==== The data ====

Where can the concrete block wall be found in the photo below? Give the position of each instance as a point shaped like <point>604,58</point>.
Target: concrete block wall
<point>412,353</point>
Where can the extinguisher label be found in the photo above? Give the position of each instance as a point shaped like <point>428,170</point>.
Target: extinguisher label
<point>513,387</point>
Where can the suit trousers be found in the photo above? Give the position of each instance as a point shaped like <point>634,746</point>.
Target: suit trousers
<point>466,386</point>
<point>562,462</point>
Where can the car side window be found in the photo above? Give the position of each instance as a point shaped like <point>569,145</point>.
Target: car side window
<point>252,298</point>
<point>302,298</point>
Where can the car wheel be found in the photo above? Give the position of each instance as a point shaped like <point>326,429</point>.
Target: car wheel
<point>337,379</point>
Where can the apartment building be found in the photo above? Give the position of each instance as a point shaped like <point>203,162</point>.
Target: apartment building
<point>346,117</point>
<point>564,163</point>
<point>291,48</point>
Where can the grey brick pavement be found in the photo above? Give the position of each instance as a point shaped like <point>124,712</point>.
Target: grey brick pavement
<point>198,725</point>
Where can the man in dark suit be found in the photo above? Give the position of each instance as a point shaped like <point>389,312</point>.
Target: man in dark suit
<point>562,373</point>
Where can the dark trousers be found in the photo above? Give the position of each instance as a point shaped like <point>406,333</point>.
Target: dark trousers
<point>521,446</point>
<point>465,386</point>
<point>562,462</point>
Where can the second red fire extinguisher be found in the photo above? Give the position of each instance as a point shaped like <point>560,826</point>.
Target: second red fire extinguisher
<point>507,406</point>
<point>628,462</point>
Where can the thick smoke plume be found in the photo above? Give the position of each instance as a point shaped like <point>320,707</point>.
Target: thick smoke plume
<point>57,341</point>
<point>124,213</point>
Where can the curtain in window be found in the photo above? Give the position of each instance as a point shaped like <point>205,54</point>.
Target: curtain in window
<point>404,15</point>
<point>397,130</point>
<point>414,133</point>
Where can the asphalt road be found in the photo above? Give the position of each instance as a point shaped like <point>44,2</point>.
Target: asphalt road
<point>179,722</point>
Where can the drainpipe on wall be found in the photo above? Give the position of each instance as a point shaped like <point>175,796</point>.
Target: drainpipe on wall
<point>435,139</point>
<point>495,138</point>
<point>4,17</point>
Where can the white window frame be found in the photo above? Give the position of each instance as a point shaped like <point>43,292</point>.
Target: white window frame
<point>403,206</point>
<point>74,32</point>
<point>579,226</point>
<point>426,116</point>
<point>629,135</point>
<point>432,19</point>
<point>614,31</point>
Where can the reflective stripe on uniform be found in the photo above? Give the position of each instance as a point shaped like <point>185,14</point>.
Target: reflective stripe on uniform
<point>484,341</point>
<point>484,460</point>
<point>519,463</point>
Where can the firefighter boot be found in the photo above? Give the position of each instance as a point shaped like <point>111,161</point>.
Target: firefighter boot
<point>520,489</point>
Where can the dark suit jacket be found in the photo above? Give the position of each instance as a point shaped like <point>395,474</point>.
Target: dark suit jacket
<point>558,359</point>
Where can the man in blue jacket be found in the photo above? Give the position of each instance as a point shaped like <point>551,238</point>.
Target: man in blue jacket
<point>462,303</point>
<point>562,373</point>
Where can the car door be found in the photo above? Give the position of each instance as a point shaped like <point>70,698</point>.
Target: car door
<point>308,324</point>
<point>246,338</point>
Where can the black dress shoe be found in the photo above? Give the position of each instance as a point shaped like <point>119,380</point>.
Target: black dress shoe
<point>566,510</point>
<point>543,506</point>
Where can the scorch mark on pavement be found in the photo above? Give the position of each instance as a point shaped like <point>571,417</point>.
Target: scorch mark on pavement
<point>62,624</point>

====

Given exercise
Repeat everything in the records above from the line containing "Where can the car wheel" down to the line containing "<point>198,725</point>", both included.

Final result
Where can the car wheel be found in the photo above? Give the position of each instance as a point shaped like <point>326,429</point>.
Target: car wheel
<point>337,379</point>
Where can the apartment building be found in the photo above? Give the position of each instance as a point shaped like <point>203,162</point>.
Target: apartment building
<point>346,117</point>
<point>564,163</point>
<point>291,48</point>
Where can the grey brick pavement be found in the photo above? Give the position of each instance as a point shaped like <point>124,712</point>.
Target: grey brick pavement
<point>198,725</point>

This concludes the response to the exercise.